Aufgabe: Zitieren Sie aus dem Text zum Vergütungsverzeichnis des RVG wörtlich alles von "Der 2. Teil" bis hinunter zu "zusammengefasst werden sollen.".

Lesetext:
········

Dipl.-Kfm. Michael Scherer
Rz. 161
Als Anlage zum RVG enthält das Vergütungsverzeichnis eine Aufzählung sämtlicher Gebührentatbestände, die in sechs Teilen gegliedert sind. In einem siebenten Teil werden die Auslagentatbestände geregelt. Auch in anderen Kostengesetzen werden die Gebühren und Auslagen in einem eigenen Verzeichnis geregelt, so insbesondere im GKG.
Der 1. Teil des Vergütungsverzeichnisses regelt allgemeine Gebühren, die im Zusammenhang mit anderen Gebühren entstehen können, wie z. B. die Einigungsgebühr oder die Hebegebühr. Diese Gebühren sollen in dem unmittelbar nachfolgenden Kapitel erörtert werden.
Der 2. Teil des Vergütungsverzeichnisses enthält die Gebühren für außergerichtliche Anwaltstätigkeiten, die in diesem Buch in einem eigenen Hauptkapitel (siehe § 4) zusammengefasst werden sollen.

········

Entnommene Einträge:
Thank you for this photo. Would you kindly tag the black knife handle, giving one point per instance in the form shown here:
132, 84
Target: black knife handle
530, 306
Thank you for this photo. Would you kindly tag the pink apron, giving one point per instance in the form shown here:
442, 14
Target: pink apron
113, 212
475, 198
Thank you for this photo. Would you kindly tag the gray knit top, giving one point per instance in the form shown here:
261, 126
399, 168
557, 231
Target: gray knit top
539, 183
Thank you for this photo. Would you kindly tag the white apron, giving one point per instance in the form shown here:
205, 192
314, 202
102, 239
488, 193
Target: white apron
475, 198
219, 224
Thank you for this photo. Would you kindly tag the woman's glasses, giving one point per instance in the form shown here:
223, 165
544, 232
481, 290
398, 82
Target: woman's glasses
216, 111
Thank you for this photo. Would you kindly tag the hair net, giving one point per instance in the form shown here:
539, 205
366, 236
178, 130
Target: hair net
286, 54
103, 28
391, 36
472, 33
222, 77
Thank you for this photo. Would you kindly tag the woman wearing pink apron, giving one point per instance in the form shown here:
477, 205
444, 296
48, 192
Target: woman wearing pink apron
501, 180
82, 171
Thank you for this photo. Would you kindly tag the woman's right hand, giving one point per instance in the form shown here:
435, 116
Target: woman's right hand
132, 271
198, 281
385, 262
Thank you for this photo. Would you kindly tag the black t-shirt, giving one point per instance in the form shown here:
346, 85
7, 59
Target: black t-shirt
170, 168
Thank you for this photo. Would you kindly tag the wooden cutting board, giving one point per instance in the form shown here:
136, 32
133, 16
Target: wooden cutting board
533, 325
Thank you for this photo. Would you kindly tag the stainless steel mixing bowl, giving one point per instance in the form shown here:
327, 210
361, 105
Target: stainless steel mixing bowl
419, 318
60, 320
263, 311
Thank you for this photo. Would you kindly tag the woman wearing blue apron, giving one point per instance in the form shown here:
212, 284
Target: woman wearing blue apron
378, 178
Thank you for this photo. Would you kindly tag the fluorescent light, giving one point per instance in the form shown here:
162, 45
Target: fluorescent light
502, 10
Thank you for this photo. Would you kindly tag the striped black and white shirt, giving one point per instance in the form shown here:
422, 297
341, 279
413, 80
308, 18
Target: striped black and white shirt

········

Antwort:
Der 2. Teil des Vergütungsverzeichnisses enthält die Gebühren für außergerichtliche Anwaltstätigkeiten, die in diesem Buch in einem eigenen Hauptkapitel (siehe § 4) zusammengefasst werden sollen.